Task objective:
Exactly reproduce the lines from the one holding "Keypoint placement: for each instance of the mounted" through the final line of the listing below, with both ends included and nothing else.

=== Records ===

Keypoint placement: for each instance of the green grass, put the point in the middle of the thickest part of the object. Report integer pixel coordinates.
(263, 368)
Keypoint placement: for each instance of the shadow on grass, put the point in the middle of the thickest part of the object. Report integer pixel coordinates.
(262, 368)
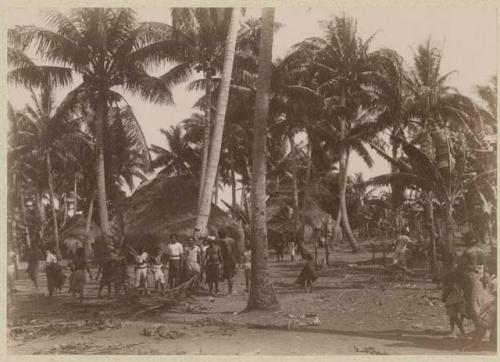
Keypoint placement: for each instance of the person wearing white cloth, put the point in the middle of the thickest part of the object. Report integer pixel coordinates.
(175, 253)
(141, 271)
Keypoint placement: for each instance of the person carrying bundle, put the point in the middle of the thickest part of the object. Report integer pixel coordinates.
(55, 275)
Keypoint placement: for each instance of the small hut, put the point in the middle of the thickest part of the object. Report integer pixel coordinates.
(166, 205)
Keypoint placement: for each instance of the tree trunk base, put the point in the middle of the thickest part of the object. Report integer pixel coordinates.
(265, 299)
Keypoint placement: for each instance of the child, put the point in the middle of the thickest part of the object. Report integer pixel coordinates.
(454, 301)
(246, 265)
(157, 270)
(141, 271)
(308, 274)
(291, 250)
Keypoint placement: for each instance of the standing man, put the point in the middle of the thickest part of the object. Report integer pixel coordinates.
(157, 269)
(141, 271)
(228, 259)
(246, 265)
(211, 262)
(193, 257)
(175, 253)
(471, 265)
(278, 247)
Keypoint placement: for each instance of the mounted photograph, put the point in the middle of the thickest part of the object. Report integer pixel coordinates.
(251, 181)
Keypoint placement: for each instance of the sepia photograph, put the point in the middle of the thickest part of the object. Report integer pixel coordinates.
(249, 181)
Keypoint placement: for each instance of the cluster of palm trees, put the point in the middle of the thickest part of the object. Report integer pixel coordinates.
(284, 127)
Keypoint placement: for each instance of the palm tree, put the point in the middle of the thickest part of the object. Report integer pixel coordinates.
(197, 35)
(420, 171)
(216, 141)
(348, 75)
(108, 49)
(488, 112)
(51, 139)
(180, 158)
(261, 292)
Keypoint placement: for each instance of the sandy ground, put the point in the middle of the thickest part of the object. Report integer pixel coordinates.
(355, 308)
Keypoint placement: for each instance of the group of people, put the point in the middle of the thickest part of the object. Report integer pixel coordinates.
(469, 291)
(211, 260)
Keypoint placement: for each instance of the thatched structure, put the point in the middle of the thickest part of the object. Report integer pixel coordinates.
(73, 236)
(166, 205)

===

Exercise output:
Keypoint placement: for each instance of the mounted photograph, put the point in the middle of the thickest part of the object. Report integer pixel coordinates.
(251, 181)
Keypoint placement: for each instance of the sepia photograph, put the point in the middle of the thickest part of the object. Report integer pixel coordinates.
(249, 181)
Keypoint placement: for each instance of the cluster of palm trees, put the point in the middle of the thickest part of the object. Report integer pixel coordinates.
(284, 127)
Keypoint placement: for each instance of the palm tree, put the point in the middle of the thickest part of the object. Report integer pixel coordinates.
(197, 35)
(420, 171)
(216, 141)
(348, 75)
(108, 49)
(488, 112)
(51, 139)
(180, 158)
(261, 292)
Keypoint placement: for each instance of the sandy ground, put the point in the middle of the thickest part of the object. Report integer pixel coordinates.
(355, 308)
Keypoint placement: for each instance of the group of people, put the point in the middle of the thickest part of the object. Report integer pixel coordinates.
(469, 291)
(211, 260)
Keypoint placement: for each instance of the thatched structure, put the point in the middle of the thickest part of the object. Report integer pixel coordinates.
(73, 236)
(166, 205)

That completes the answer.